Tuesday, 28 February 2023

Unforgettable Tunis

 Merhaba Ben Ebru Çetin. Ankara'da yaşıyorum ve ESC programı ile Tunus'ta iki ay gönüllü olarak kalacağım. Benim hikayem bundan öncesine dayanıyor. Bu zamana kadar ne istediğimi ve hayattan ne beklediğimi düşünüp durdum ve birçok soru sordum kendime. Hep başka bir ülkede bir süre yaşamak, kendimi denemek istemiştim. Şansıma yolum oralara kadar düştü şu an Tunus'ta Sousse'dayım. 

Havaalanına başladı benim maceram. Uçakta o kadar heyecanlıydım ki... Tunus halkı Türkleri gerçekten seviyor ve yolculuk günü gerçekten uçaktaki tek Türk bizdik. Bunu gören Tunuslular bizimle konuşup ülkelerini tanıtmaya çalıştılar ama dil farkı yüzünden söylenenlerin hepsini anlayamadık. Başka bir ülkede nasıl yolumu bulacağım diye düşünmeyin gerçekten bir şekilde gideceğiniz yere ulaşıyorsunuz. Tunustaki mentörümüz bizi havaalanında karşıladıktan sonra evimize gitmek için yola düştük. Havaalanı ve evimizin arası yaklaşık 2 saatti. Yolculuğumuz güneşin batışına denk gelmişti ve resmen bir görsel şölen başlamıştı. Evlerinin beyaz,  kapıların ve pencerelerin mavi oluşu bunun yanında gün batımının kızıllığı resmen "Tunus'a Hoşgeldiniz" diyordu bize. Uzun bir yolculuğun ardından evimize ulaşmıştık.

-- Veri Satırları --
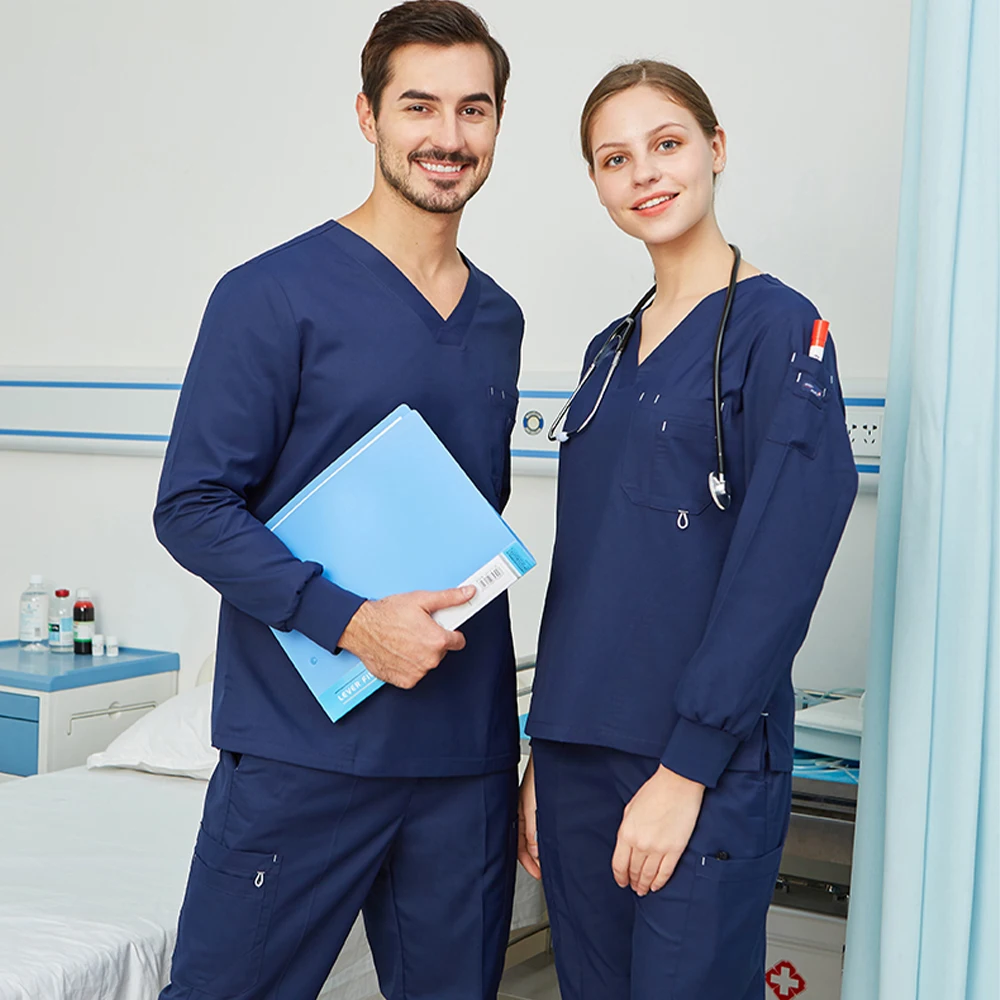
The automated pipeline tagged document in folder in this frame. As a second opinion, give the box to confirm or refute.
[267,406,535,722]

-- İstenenler --
1: Belge metnindeki "Havaalanına başladı benim maceram" diye başlayan paragrafı, temel bilgilerini koruyarak madde listesi hâlinde yeniden yazın.
2: Belge metnine göre aşağıdaki soruları cevaplayın.
(a) Yazar Tunus'ta hangi program ile ve ne kadar süre gönüllü olarak kalacak?
(b) Yazar şu an Tunus'ta hangi şehirde bulunuyor?
(c) Havaalanı ile ev arasındaki yolculuk yaklaşık ne kadar sürdü?

-- Alıştırma Cevapları --
1:
- Macera havaalanında başladı ve yazar uçakta çok heyecanlıydı.
- Tunus halkı Türkleri seviyor; yolculuk günü uçaktaki tek Türkler onlardı.
- Tunuslular onlarla konuşup ülkelerini tanıtmaya çalıştı, ama dil farkı yüzünden söylenenlerin hepsi anlaşılamadı.
- Başka bir ülkede yol bulma konusunda endişelenmeye gerek yok, insan bir şekilde gideceği yere ulaşıyor.
- Tunus'taki mentör onları havaalanında karşıladı ve ardından eve doğru yola çıktılar.
- Havaalanı ile ev arası yaklaşık 2 saat sürdü ve yolculuk gün batımına denk geldi.
- Beyaz evler, mavi kapı ve pencereler ve gün batımının kızıllığı adeta "Tunus'a Hoşgeldiniz" diyordu.
- Uzun bir yolculuğun ardından eve ulaştılar.

2:
(a) ESC programı ile iki ay.
(b) Sousse.
(c) Yaklaşık 2 saat.